TEXT EXCERPT:
════

Let’s compare our virtually constructed bootstrap distribution with the one our 35 friends constructed via our tactile resampling exercise in Figure 5.13. Observe how they are somewhat similar, but not identical.

Comparing distributions of means from resamples.

Comparing distributions of means from resamples.

Fig 5.13: Comparing distributions of means from resamples.

Recall that in the “resampling with replacement” scenario we are illustrating here, both of these histograms have a special name: the bootstrap distribution of the sample mean. Furthermore, recall they are an approximation to the sampling distribution of the sample mean, a concept you saw in Module 3 on sampling.

These distributions allow us to study the effect of sampling variation on our estimates of the true population mean, in this case the true mean year for all US pennies. However, unlike in Module 3 where we took multiple samples (something one would never do in practice), bootstrap distributions are constructed by taking multiple resamples from a single sample: in this case, the 50 original pennies from the bank.

3.2.3 Virtually resampling 1000 times

Remember that one of the goals of resampling with replacement is to construct the bootstrap distribution, which is an approximation of the sampling distribution. However, the bootstrap distribution in Figure 5.13 is based only on 35 resamples and hence looks a little coarse. Let’s increase the number of resamples to 1000 so that we can hopefully better see the shape and the variability between different resamples.

════

RAW DATA:
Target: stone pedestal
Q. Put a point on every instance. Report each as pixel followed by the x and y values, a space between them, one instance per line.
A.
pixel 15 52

════

THINGS TO DO:
1. Answer these questions about the bootstrap passage:
(a) How many friends built a bootstrap distribution through the tactile resampling exercise?
(b) How many original pennies from the bank make up the single sample?
(c) To what number of resamples does the passage propose increasing?
2. Retype part of the bootstrap passage word for word. Begin at the words "Let’s compare our" and stop after "5.13: Comparing distributions of means from resamples.".
The lines are separate material from the bootstrap passage.

ANSWERS FOR THIS EXERCISE:
1.
(a) 35
(b) 50
(c) 1000

2.
Let’s compare our virtually constructed bootstrap distribution with the one our 35 friends constructed via our tactile resampling exercise in Figure 5.13. Observe how they are somewhat similar, but not identical.

Comparing distributions of means from resamples.

Comparing distributions of means from resamples.

Fig 5.13: Comparing distributions of means from resamples.